Go through the material below and copy all lines with "instance".
#####
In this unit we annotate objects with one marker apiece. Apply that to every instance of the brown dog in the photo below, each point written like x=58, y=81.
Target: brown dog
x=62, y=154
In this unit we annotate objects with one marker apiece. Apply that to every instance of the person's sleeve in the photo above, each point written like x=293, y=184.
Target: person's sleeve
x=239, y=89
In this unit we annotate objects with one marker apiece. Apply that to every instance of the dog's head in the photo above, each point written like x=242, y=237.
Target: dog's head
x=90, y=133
#####
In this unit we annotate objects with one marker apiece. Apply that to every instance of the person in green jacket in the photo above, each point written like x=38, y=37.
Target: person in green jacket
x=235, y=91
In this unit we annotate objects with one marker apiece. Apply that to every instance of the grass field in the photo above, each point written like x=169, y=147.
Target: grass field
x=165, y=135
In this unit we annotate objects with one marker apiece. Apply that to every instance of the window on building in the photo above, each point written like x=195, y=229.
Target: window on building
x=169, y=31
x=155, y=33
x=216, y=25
#####
# Response for this exercise
In this unit we annotate objects with one marker apiece. Apply that to every instance of the brown dog in the photo below, each point written like x=58, y=81.
In this unit we annotate objects with one marker apiece. Apply that to every instance of the person's sleeve in the photo above, each point written like x=293, y=184.
In this unit we annotate objects with one marker apiece. Apply that to every instance of the dog's head in the photo above, each point written like x=242, y=237.
In this unit we annotate objects with one marker apiece. Apply that to every instance of the person in green jacket in the photo above, each point written like x=38, y=37.
In this unit we annotate objects with one marker apiece. Apply that to every instance of the grass field in the photo above, each point written like x=169, y=147.
In this unit we annotate objects with one marker apiece. Apply that to every instance of the window on building in the photo above, each point written like x=195, y=229.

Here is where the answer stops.